Manage categorical variables with NA in R

Question

I am using a national survey to run my regression. The df is based on deographic and economic variables and sometime there are missing values that R address as "NA".

I have categorical variables but sometime I find problems: for example I have a variables q which takes value 1 if the individual is an employee, 2 if he/she is a worker but not employee and 3 if the person doesn't work.

I also know that employees can work in the private or public sector; the problem is that sometimes I don't know if the employee is a worker of private or public sector (I have NA).

I want to construct a categorical variable taking care if the employee is in the private or public sector:

df$q2 <- ifelse(d.d$q=="3",1,
ifelse(d.d$q=="2",2,
ifelse(d.d$q=="1" & d.d$priv=="1",3,
ifelse(d.d$q=="1" & d.d$pubbl=="1",4,
0))))

df$q2 <- as.factor(d.d$q2)
levels(d.d$q2)
"0","1","2","3","4"

The level 0 I suppos is referred to employee worker for which I don't know the working sector (private or public).

My desidered output is to get only levels 1,2,3,4 and drop level 0; I tried to search on the web but the only solution found is to drop observations.

Just one more question: if I create four dummies from the variable q2:

d.d$not_worker <- ifelse(d.d$q2=="1",1,0)
d.d$public_employee <- ifelse(d.d$q2=="4",1,0)
d.d$private_employee <- ifelse(d.d$q2=="3",1,0)
d.d$worker_not_employee <- ifelse(d.d$q2=="2",1,0)

and then factorized all of them with the command : as.factor() and then running a regression omitting the variable d.d$not_worker could be a soution?

d.d$not_worker <- as.factor(d.d$not_worker)
d.d$public_employee <- as.factor(d.d$public_employee)
d.d$private_employee <- as.factor(d.d$private_employee)
d.d$worker_not_employee <- as.factor(d.d$worker_not_employee)

eq1 <- lm(PIP ~ public_employee + private_employee + worker_not_employee, data=d.d)

Thank you in advance

Why do you want to drop the NA category? Include it in your model. — Roland, Nov 08 '16 at 14:30
I wouldn't drop them but I got the 0 level which is useless for me since I want: not worker / worker not employee / public employee / private employee. — Laura R., Nov 08 '16 at 14:31
Ok, than you; and so I should add na.aciont = na.omit in my lm regression — Laura R., Nov 08 '16 at 14:33
I never said that (although if you don't have any covariates you could do so). However, checking if the NA category is different from or similar to other categories might be useful. — Roland, Nov 08 '16 at 14:35

Manage categorical variables with NA in R

0 Answers0

GIVEN INSTRUCTION A: Write out everything in the thread on categorical variables with NA, from "The level 0" down to "to drop observations.".

DATA ROWS:

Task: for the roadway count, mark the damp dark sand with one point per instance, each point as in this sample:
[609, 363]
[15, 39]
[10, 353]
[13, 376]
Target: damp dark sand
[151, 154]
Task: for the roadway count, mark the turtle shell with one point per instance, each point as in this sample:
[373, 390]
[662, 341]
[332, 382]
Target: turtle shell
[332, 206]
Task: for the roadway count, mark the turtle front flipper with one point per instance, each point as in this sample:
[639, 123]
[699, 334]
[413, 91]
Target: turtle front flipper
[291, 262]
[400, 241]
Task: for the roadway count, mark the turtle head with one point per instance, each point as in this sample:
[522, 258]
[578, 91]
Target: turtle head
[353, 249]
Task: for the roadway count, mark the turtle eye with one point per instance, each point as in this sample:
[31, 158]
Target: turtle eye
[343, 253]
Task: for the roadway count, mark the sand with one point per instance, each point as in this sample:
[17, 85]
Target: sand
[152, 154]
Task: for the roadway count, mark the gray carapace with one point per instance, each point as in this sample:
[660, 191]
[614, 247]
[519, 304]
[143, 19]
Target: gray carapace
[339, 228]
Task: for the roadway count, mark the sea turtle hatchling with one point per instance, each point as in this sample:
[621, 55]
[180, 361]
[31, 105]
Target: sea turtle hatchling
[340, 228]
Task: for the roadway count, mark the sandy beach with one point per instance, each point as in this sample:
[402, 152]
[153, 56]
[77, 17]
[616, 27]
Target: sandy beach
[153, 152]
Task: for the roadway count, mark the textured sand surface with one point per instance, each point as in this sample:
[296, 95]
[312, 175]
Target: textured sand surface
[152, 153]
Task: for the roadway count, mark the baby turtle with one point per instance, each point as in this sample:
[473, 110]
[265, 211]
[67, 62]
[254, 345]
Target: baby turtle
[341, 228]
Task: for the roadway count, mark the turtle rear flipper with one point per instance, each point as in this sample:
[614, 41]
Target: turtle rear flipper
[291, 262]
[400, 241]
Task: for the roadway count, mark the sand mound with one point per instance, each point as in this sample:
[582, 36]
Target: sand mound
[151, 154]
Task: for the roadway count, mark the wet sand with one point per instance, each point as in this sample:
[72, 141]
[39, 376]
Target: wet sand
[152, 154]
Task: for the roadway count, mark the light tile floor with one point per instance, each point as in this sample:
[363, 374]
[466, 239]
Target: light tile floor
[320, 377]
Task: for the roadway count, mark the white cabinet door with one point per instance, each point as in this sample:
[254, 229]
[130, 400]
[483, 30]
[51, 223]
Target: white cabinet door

GIVEN INSTRUCTION B: Show every line of the records that contains the string "sandy".

COMPLETE ANSWER A:
The level 0 I suppos is referred to employee worker for which I don't know the working sector (private or public).

My desidered output is to get only levels 1,2,3,4 and drop level 0; I tried to search on the web but the only solution found is to drop observations.

COMPLETE ANSWER B:
Task: for the roadway count, mark the sandy beach with one point per instance, each point as in this sample:
Target: sandy beach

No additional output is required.